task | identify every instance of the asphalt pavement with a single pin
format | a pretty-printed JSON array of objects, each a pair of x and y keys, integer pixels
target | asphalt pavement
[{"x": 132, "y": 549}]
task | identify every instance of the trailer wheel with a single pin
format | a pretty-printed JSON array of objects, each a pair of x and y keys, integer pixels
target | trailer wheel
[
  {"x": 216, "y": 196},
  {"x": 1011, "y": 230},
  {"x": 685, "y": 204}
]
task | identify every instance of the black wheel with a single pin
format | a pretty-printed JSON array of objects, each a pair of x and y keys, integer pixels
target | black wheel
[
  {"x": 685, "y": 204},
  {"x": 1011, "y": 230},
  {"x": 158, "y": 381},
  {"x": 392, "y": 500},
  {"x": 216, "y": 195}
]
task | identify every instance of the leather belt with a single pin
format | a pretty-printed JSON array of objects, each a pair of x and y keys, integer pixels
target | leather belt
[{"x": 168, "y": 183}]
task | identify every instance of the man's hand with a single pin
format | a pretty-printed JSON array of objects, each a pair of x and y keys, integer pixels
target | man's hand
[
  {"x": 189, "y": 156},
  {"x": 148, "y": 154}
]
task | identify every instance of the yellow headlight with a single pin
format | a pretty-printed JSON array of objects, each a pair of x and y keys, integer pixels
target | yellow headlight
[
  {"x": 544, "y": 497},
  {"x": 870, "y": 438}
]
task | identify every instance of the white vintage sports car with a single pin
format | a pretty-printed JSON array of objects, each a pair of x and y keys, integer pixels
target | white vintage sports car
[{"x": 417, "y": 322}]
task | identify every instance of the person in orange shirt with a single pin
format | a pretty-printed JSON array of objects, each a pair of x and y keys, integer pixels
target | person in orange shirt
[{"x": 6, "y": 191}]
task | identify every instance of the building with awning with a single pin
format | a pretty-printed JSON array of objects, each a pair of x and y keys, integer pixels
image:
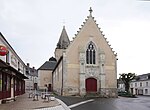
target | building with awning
[{"x": 12, "y": 72}]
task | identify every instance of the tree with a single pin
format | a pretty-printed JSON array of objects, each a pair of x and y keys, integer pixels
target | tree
[{"x": 126, "y": 78}]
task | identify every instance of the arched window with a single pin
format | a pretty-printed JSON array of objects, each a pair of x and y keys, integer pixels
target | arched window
[{"x": 90, "y": 54}]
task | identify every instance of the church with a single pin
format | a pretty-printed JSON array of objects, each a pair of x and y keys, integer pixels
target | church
[{"x": 87, "y": 64}]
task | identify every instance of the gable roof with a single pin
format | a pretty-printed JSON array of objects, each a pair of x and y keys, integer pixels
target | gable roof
[
  {"x": 63, "y": 40},
  {"x": 49, "y": 65},
  {"x": 90, "y": 18}
]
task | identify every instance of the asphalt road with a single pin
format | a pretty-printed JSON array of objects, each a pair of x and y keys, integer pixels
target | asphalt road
[{"x": 121, "y": 103}]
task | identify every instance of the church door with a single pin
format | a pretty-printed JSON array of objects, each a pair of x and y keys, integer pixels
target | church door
[{"x": 91, "y": 85}]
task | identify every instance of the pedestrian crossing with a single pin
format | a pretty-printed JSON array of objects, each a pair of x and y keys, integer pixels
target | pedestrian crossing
[{"x": 59, "y": 107}]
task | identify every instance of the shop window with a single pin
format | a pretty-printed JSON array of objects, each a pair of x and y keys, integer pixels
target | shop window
[
  {"x": 146, "y": 83},
  {"x": 8, "y": 83},
  {"x": 146, "y": 91},
  {"x": 0, "y": 82}
]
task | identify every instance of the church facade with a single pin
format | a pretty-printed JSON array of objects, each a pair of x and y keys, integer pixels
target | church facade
[{"x": 85, "y": 65}]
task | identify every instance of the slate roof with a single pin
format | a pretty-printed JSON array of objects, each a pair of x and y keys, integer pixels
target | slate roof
[
  {"x": 49, "y": 65},
  {"x": 142, "y": 77}
]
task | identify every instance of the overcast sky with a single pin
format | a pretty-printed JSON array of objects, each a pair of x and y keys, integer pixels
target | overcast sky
[{"x": 33, "y": 28}]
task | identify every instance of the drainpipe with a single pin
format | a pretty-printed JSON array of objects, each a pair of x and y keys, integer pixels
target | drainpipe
++++
Scan the records above for lines with the word "drainpipe", then say how many there are, giving the number alone.

2